:: RECORDS FOR THE EXERCISE ::
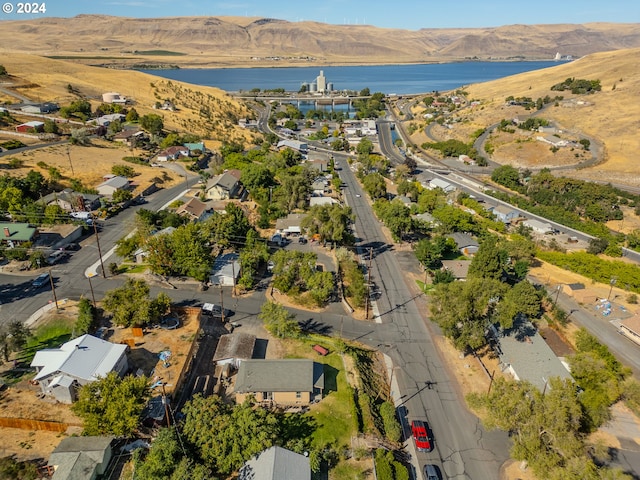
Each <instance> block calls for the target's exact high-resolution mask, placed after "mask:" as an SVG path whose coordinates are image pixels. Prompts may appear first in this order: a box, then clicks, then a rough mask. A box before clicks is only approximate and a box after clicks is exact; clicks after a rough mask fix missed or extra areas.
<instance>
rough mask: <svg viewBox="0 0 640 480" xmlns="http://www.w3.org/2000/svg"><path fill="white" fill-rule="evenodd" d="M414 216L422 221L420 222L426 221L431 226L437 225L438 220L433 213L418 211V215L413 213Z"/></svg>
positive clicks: (423, 221)
mask: <svg viewBox="0 0 640 480" xmlns="http://www.w3.org/2000/svg"><path fill="white" fill-rule="evenodd" d="M413 218H414V219H416V220H418V221H420V222H424V223H426V224H427V225H429V226H433V225H436V224H437V223H438V222H437V220H436V219H435V217H434V216H433V215H431V214H430V213H427V212H424V213H418V214H416V215H413Z"/></svg>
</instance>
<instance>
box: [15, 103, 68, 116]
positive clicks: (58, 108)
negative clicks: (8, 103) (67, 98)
mask: <svg viewBox="0 0 640 480" xmlns="http://www.w3.org/2000/svg"><path fill="white" fill-rule="evenodd" d="M20 110H21V111H22V112H24V113H37V114H40V113H53V112H57V111H58V110H60V105H58V104H57V103H52V102H45V103H37V104H33V105H23V106H22V107H20Z"/></svg>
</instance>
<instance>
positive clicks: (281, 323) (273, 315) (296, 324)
mask: <svg viewBox="0 0 640 480" xmlns="http://www.w3.org/2000/svg"><path fill="white" fill-rule="evenodd" d="M258 318H259V319H260V320H262V321H263V322H264V326H265V328H266V329H267V330H268V331H269V333H271V334H272V335H274V336H275V337H278V338H297V337H299V336H300V325H299V324H298V322H297V320H296V317H295V315H293V314H292V313H290V312H289V311H288V310H287V309H286V308H284V307H283V306H282V305H280V304H279V303H275V302H271V301H268V302H267V303H264V304H263V305H262V308H261V309H260V314H259V315H258Z"/></svg>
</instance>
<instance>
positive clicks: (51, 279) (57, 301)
mask: <svg viewBox="0 0 640 480" xmlns="http://www.w3.org/2000/svg"><path fill="white" fill-rule="evenodd" d="M49 283H51V292H52V293H53V301H54V302H55V303H56V310H58V297H57V296H56V286H55V285H54V284H53V276H52V275H51V270H49Z"/></svg>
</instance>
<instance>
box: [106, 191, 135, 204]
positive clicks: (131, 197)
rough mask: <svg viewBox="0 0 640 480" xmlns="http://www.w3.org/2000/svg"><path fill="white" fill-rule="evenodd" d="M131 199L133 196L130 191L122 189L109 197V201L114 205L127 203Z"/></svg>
mask: <svg viewBox="0 0 640 480" xmlns="http://www.w3.org/2000/svg"><path fill="white" fill-rule="evenodd" d="M132 198H133V194H132V193H131V191H130V190H125V189H123V188H119V189H118V190H116V191H115V192H113V195H111V200H112V201H113V202H114V203H123V202H127V201H129V200H131V199H132Z"/></svg>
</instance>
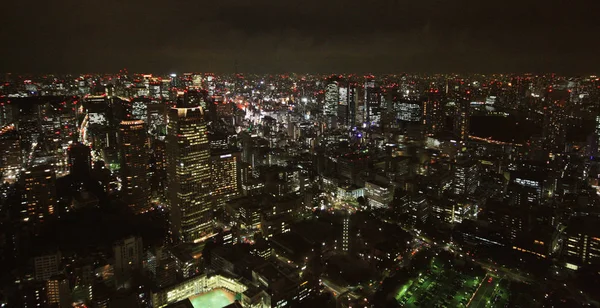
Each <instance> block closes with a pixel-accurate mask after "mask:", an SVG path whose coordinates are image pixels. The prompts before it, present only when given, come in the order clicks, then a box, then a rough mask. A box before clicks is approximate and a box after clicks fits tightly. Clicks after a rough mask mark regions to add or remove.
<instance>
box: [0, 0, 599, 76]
mask: <svg viewBox="0 0 600 308" xmlns="http://www.w3.org/2000/svg"><path fill="white" fill-rule="evenodd" d="M599 6H600V5H599V4H598V2H597V1H578V2H575V3H567V2H560V3H558V2H556V1H555V2H548V3H543V4H541V3H538V2H535V1H516V0H510V1H502V2H501V3H493V2H480V1H469V0H465V1H454V2H444V1H434V0H429V1H405V0H385V1H377V2H376V3H369V2H365V1H358V0H351V1H316V0H309V1H302V2H297V3H289V2H285V3H283V2H278V1H269V0H260V1H246V2H240V1H231V0H229V1H219V2H218V3H214V2H208V1H194V2H187V3H182V4H179V5H171V4H170V3H168V2H160V1H144V2H136V1H129V2H127V3H120V2H114V1H108V2H95V3H86V4H83V3H78V2H75V1H58V2H52V4H48V3H46V2H43V1H33V2H27V3H23V2H17V1H9V3H7V4H6V6H5V8H4V9H3V11H4V12H6V13H8V14H4V16H2V23H3V31H2V33H1V34H0V39H2V41H3V45H4V46H5V47H4V48H2V50H0V58H2V59H5V61H2V63H0V72H16V73H17V72H24V73H25V72H31V73H58V72H60V73H67V72H71V73H75V72H85V71H90V72H93V71H96V72H110V71H117V70H118V69H121V68H123V67H127V68H129V69H131V70H132V71H148V72H150V71H154V72H160V73H169V72H173V71H185V70H191V71H213V72H216V73H234V72H256V73H282V72H303V73H304V72H317V73H330V72H341V73H350V72H356V73H367V72H372V73H394V72H458V73H465V72H482V73H491V72H499V73H507V72H534V73H544V72H558V73H563V74H589V73H593V72H594V71H597V70H598V68H599V67H600V60H599V59H598V57H597V56H596V55H597V54H598V53H599V52H600V43H598V41H597V40H595V39H593V36H594V33H597V32H598V30H599V28H600V26H599V25H598V23H596V22H595V12H597V11H598V10H599V9H600V7H599ZM21 13H26V14H28V16H31V18H28V19H26V21H24V20H23V19H21V18H20V14H21ZM48 29H52V33H49V35H38V33H44V32H45V31H48ZM6 60H8V61H6Z"/></svg>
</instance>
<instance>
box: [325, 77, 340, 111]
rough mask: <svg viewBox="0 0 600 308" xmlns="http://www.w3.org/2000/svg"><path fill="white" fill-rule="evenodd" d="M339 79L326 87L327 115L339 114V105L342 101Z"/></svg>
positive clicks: (325, 99)
mask: <svg viewBox="0 0 600 308" xmlns="http://www.w3.org/2000/svg"><path fill="white" fill-rule="evenodd" d="M339 91H340V90H339V86H338V83H337V81H332V82H331V83H329V84H328V85H327V88H325V104H324V106H323V114H324V115H325V116H326V117H328V118H329V117H335V116H337V106H338V104H339V101H340V92H339Z"/></svg>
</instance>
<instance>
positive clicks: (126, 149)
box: [119, 120, 150, 214]
mask: <svg viewBox="0 0 600 308" xmlns="http://www.w3.org/2000/svg"><path fill="white" fill-rule="evenodd" d="M119 140H120V143H119V144H120V152H119V156H120V162H121V180H122V189H121V191H122V194H123V199H124V200H125V202H126V203H127V205H128V206H129V207H130V208H131V209H132V210H133V211H134V213H136V214H140V213H144V212H146V211H147V210H148V209H149V208H150V200H149V199H150V185H149V182H148V147H147V142H148V138H147V135H146V125H145V123H144V121H142V120H133V121H122V122H121V124H120V125H119Z"/></svg>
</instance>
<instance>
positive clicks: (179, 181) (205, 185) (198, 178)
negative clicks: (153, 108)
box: [166, 107, 213, 242]
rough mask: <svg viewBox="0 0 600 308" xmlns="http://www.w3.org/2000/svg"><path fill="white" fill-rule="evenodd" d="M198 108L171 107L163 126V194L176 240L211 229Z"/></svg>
mask: <svg viewBox="0 0 600 308" xmlns="http://www.w3.org/2000/svg"><path fill="white" fill-rule="evenodd" d="M203 117H204V111H203V109H202V108H200V107H190V108H171V110H170V111H169V123H168V128H167V138H166V143H167V194H168V199H169V203H170V205H171V223H172V226H173V235H174V236H175V238H176V239H179V240H182V241H184V242H191V241H195V240H198V239H200V238H202V237H203V236H204V235H206V234H208V233H209V232H211V227H212V212H213V208H212V198H211V194H210V188H211V182H212V179H211V169H210V147H209V143H208V138H207V135H206V134H207V130H206V123H205V122H204V119H203Z"/></svg>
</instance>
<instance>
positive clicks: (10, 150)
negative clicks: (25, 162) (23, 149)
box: [0, 124, 23, 182]
mask: <svg viewBox="0 0 600 308" xmlns="http://www.w3.org/2000/svg"><path fill="white" fill-rule="evenodd" d="M22 163H23V155H22V154H21V138H20V137H19V134H18V133H17V129H16V126H15V125H14V124H9V125H6V126H4V127H2V128H0V176H1V178H0V179H1V180H2V182H5V181H8V182H14V181H15V180H16V178H17V174H18V173H19V172H20V171H21V167H22Z"/></svg>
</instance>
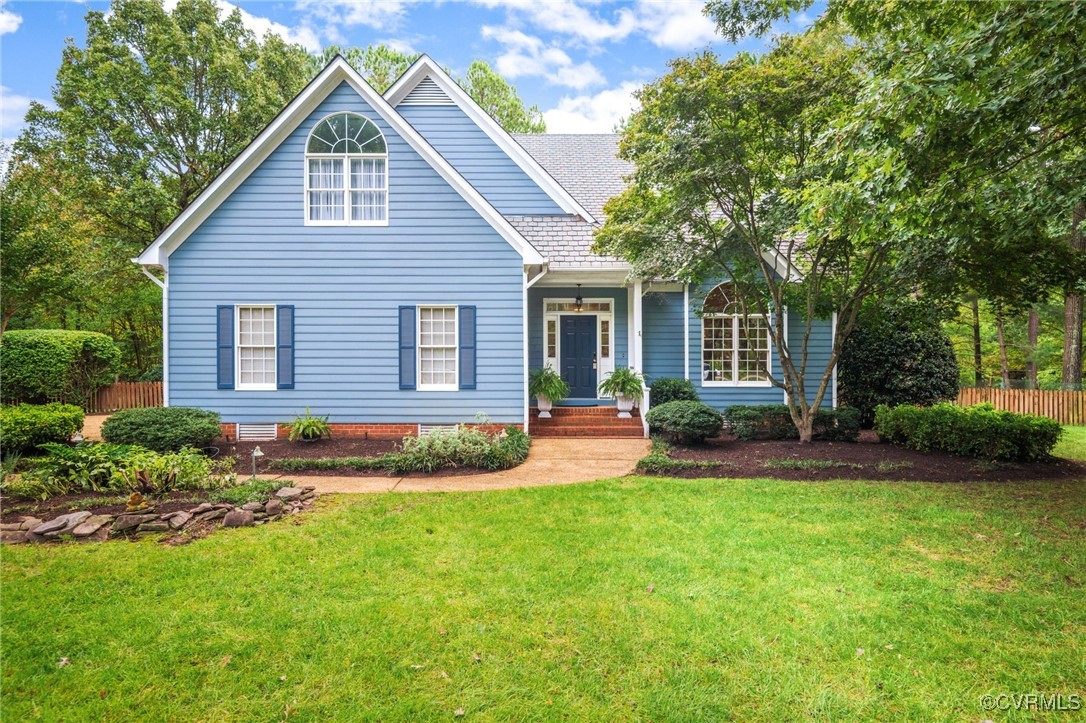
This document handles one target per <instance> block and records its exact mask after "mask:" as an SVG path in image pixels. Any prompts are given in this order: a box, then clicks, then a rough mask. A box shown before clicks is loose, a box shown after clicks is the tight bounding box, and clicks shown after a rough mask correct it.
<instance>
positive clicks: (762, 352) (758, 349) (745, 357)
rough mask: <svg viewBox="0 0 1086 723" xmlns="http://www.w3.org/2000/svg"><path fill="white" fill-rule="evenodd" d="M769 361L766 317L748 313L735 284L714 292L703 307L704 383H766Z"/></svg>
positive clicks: (725, 287) (709, 294) (731, 384)
mask: <svg viewBox="0 0 1086 723" xmlns="http://www.w3.org/2000/svg"><path fill="white" fill-rule="evenodd" d="M769 364H770V358H769V328H768V327H767V326H766V320H765V318H763V317H762V316H761V315H760V314H752V315H746V314H745V313H744V308H743V304H741V303H740V300H738V297H737V295H736V294H735V289H734V287H732V286H731V284H729V283H722V284H720V286H719V287H717V288H716V289H714V290H712V291H710V292H709V293H708V294H707V295H706V297H705V304H704V306H703V307H702V382H703V383H704V384H707V385H710V386H712V385H742V384H759V385H763V384H767V383H769V373H770V367H769Z"/></svg>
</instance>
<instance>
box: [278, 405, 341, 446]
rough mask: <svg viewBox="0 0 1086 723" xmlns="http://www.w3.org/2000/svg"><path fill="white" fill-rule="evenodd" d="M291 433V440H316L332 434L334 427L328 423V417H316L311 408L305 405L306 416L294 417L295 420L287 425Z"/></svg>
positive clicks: (301, 440)
mask: <svg viewBox="0 0 1086 723" xmlns="http://www.w3.org/2000/svg"><path fill="white" fill-rule="evenodd" d="M287 429H288V430H289V433H288V434H287V439H288V440H290V441H291V442H298V441H299V440H301V441H302V442H316V441H317V440H319V439H321V437H325V436H331V435H332V428H331V427H330V426H329V424H328V417H314V416H313V415H311V414H310V408H308V407H305V416H304V417H294V421H292V422H291V423H290V424H288V426H287Z"/></svg>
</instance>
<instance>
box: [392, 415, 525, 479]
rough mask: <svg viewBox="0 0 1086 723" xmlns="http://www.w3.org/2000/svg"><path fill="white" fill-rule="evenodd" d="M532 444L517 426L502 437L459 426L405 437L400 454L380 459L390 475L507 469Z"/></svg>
mask: <svg viewBox="0 0 1086 723" xmlns="http://www.w3.org/2000/svg"><path fill="white" fill-rule="evenodd" d="M530 444H531V441H530V439H529V436H528V434H526V433H525V431H523V430H522V429H520V428H518V427H513V426H509V427H506V428H505V431H504V432H503V433H502V434H488V433H487V432H485V431H483V430H481V429H479V428H477V427H468V426H466V424H460V426H458V427H457V428H456V429H455V430H453V431H447V432H446V431H435V432H431V433H430V434H426V435H424V436H406V437H404V441H403V451H402V452H400V453H399V454H390V455H386V456H384V457H383V459H384V464H383V465H382V466H383V467H384V468H386V469H388V471H389V472H390V473H392V474H405V473H407V472H433V471H434V470H438V469H441V468H442V467H478V468H480V469H495V470H496V469H509V468H510V467H516V466H517V465H519V464H521V462H522V461H525V459H526V458H527V457H528V448H529V446H530Z"/></svg>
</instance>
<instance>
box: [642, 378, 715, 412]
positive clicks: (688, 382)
mask: <svg viewBox="0 0 1086 723" xmlns="http://www.w3.org/2000/svg"><path fill="white" fill-rule="evenodd" d="M648 394H649V396H648V399H649V402H651V403H652V405H653V406H654V407H658V406H660V405H664V404H667V403H668V402H700V401H702V399H700V397H699V396H698V395H697V388H696V386H694V382H692V381H691V380H689V379H679V378H675V377H660V378H659V379H657V380H655V381H653V383H652V384H651V385H649V386H648Z"/></svg>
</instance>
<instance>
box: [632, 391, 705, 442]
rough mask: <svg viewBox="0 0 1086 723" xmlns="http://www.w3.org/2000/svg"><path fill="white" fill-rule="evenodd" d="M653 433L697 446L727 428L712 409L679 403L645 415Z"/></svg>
mask: <svg viewBox="0 0 1086 723" xmlns="http://www.w3.org/2000/svg"><path fill="white" fill-rule="evenodd" d="M645 419H646V420H647V421H648V427H649V429H651V430H653V431H655V432H658V433H660V434H662V435H664V436H665V437H667V439H668V440H671V441H674V442H679V443H680V444H698V443H700V442H705V440H706V439H708V437H710V436H716V435H717V434H719V433H720V430H721V429H722V428H723V426H724V418H723V417H722V416H721V415H720V413H719V411H717V410H716V409H714V408H712V407H709V406H706V405H704V404H702V403H700V402H691V401H689V399H680V401H678V402H668V403H667V404H661V405H660V406H656V405H655V404H654V405H653V408H652V409H649V410H648V414H647V415H645Z"/></svg>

:: YOUR GOAL ::
From the listing above, find the number of lines with the word "before" in them. Answer with the number only.

:: ANSWER SECTION ::
3